### [PASSAGE]
= = = = = = =
Over the weekend Roche Holding, the maker of the dangerous acne drug Accutane took it off the shelves. This is a development that consumer groups have been calling for for years (as noted in Center for Justice & Democracy’s report, The Bitterest Pill, How Drug Companies Fail to Protect Women and How Lawsuits Save Their Lives.)
Here’s how the Associate Press reported it:
The decision was made for economic reasons, not safety reasons, the company said. The drug has a rocky safety history, having been linked to birth defects if taken during pregnancy, along with depression and suicidal thoughts. The company said costs for personal-injury lawsuits are high, but it continues to "rigorously" defend the drug.
In other words, despite how the company puts it, when all else failed, lawsuits finally worked to get this drug off the market.
Indeed, as CJ&D noted in its report, drug has had a long history of medical problems associated with its use and could have as many as 5,000 pending lawsuits against the company.
As early as the late 80’s the FDA was considering removing the drug from the market because of the more than 2,000 documented cases of miscarriages and children born with severe birth defects. Even so, the drug remained available, with increasingly severe – but ineffective – warnings against taking the drug while pregnant.
There has also been extended public discussion about the drug’s link to suicide after the suicides of B.J. Stupak, the teenage son of U.S. Representative Bart Stupak, (D-Mich.) who shot himself in 2000, and Charles J. Bishop, the 15-year old who flew a plane into a Florida building in January 2002. Later that year a congressional oversight committee’s two-year investigation into the health effects and regulatory control of Accutane concluded that the drug had frequently been associated with suicide.
= = = = = = =
### [APPLY WHAT YOU READ]
a) Decide whether each statement agrees with the passage on Accutane. Answer yes or no for each and quote the deciding words of the passage.
(i) Roche said it withdrew the drug for safety reasons.
(ii) The FDA considered removing the drug from the market in the late 80's.
(iii) B.J. Stupak flew a plane into a Florida building.
b) In the passage on Accutane, how many documented cases of miscarriages and children born with severe birth defects did the FDA have in view when it considered removing the drug?
c) Return the part of the passage on Accutane that opens with the words containing "As early as" and closes with "associated with suicide.", copied word for word.
= = = = = = =
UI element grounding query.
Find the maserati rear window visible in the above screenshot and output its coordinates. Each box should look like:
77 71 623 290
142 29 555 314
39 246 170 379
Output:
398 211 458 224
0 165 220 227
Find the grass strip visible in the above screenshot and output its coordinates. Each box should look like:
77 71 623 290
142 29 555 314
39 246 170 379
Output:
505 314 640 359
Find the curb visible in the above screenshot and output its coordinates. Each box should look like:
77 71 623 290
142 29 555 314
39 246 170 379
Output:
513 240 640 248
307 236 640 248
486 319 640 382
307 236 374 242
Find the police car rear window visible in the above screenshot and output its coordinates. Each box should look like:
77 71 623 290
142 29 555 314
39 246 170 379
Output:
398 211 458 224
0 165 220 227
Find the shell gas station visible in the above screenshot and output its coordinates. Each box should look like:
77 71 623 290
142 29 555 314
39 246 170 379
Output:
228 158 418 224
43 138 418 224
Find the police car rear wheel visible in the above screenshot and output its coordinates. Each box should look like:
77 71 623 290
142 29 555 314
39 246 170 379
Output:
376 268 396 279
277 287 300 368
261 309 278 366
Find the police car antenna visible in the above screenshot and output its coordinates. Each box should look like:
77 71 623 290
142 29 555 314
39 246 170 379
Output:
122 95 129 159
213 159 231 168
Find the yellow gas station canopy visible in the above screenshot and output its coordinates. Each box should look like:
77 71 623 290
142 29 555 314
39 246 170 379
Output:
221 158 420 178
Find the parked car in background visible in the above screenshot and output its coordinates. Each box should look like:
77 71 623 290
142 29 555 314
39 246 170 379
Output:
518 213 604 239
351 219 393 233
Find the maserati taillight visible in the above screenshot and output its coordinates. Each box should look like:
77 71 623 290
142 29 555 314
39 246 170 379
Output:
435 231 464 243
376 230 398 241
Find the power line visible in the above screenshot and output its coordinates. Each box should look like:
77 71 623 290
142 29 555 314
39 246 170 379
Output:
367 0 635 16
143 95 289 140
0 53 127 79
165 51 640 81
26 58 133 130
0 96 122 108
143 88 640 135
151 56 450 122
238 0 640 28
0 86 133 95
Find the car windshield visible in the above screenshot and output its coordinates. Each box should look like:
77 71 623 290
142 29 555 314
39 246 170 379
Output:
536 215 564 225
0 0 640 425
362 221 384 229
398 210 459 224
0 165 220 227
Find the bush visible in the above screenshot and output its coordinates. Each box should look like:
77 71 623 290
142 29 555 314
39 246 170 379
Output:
= = = = = = =
### [TASK-BY-TASK RESULTS]
a)
(i) No: "The decision was made for economic reasons, not safety reasons, the company said."
(ii) Yes: "As early as the late 80’s the FDA was considering removing the drug from the market"
(iii) No: "Charles J. Bishop, the 15-year old who flew a plane into a Florida building in January 2002"

b) More than 2,000.

c)
As early as the late 80’s the FDA was considering removing the drug from the market because of the more than 2,000 documented cases of miscarriages and children born with severe birth defects. Even so, the drug remained available, with increasingly severe – but ineffective – warnings against taking the drug while pregnant.
There has also been extended public discussion about the drug’s link to suicide after the suicides of B.J. Stupak, the teenage son of U.S. Representative Bart Stupak, (D-Mich.) who shot himself in 2000, and Charles J. Bishop, the 15-year old who flew a plane into a Florida building in January 2002. Later that year a congressional oversight committee’s two-year investigation into the health effects and regulatory control of Accutane concluded that the drug had frequently been associated with suicide.